## Start RECORDS PROVIDED

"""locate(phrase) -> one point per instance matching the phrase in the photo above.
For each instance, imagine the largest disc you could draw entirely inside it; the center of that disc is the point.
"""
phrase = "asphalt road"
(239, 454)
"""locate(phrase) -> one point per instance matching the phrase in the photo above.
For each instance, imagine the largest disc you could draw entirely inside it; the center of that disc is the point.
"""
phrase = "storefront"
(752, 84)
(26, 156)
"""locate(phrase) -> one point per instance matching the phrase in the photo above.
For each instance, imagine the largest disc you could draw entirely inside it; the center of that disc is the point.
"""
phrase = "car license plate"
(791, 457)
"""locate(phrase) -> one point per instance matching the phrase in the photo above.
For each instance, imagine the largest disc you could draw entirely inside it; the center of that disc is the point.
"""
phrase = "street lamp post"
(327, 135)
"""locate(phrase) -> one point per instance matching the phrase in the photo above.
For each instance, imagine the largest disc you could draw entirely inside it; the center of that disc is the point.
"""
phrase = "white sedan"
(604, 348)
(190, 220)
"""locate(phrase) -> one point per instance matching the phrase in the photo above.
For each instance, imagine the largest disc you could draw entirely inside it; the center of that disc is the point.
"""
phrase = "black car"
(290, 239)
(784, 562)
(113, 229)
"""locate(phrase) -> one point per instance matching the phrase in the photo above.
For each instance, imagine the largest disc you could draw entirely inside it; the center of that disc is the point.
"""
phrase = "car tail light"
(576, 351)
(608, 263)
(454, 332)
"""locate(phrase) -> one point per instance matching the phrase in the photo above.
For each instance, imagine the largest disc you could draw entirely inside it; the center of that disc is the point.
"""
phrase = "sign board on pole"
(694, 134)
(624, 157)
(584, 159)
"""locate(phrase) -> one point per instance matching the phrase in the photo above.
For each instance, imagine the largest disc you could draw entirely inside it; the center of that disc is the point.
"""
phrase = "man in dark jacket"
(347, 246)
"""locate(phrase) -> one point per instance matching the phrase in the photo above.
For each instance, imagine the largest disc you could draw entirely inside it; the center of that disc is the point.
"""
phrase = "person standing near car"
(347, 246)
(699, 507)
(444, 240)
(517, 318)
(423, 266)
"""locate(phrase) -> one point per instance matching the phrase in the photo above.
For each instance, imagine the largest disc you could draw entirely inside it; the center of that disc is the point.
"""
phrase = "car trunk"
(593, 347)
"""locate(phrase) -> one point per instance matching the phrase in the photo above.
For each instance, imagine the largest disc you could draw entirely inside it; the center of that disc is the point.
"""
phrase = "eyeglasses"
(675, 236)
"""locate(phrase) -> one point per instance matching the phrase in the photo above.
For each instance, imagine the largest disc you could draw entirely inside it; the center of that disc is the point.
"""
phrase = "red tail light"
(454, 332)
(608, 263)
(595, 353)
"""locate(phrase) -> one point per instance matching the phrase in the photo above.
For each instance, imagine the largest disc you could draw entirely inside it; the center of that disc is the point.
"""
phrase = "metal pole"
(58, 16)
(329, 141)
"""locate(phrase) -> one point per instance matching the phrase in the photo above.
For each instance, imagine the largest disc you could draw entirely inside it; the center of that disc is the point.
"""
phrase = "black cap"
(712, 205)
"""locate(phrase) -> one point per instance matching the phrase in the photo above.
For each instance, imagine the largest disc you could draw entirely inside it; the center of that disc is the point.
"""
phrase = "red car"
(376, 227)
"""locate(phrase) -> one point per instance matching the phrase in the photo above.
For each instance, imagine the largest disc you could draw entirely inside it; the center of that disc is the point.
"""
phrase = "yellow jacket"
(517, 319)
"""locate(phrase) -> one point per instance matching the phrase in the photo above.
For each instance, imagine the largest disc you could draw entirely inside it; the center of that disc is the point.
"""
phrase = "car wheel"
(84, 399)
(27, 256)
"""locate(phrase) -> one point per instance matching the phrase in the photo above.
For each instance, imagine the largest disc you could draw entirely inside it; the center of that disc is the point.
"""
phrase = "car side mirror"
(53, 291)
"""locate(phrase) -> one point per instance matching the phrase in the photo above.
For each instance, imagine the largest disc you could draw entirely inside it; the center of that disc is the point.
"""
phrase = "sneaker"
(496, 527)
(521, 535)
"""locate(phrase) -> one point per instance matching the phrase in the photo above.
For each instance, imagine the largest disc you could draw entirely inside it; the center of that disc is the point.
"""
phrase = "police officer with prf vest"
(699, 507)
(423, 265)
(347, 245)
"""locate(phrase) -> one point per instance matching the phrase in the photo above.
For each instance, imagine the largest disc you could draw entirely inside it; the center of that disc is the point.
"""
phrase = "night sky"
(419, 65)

## End RECORDS PROVIDED

STATED PROBLEM:
Find each line in the items above that contains the word "tail", matching case exactly, and copy those lines.

OUTPUT OF THE TASK:
phrase = "car tail light"
phrase = "red tail light"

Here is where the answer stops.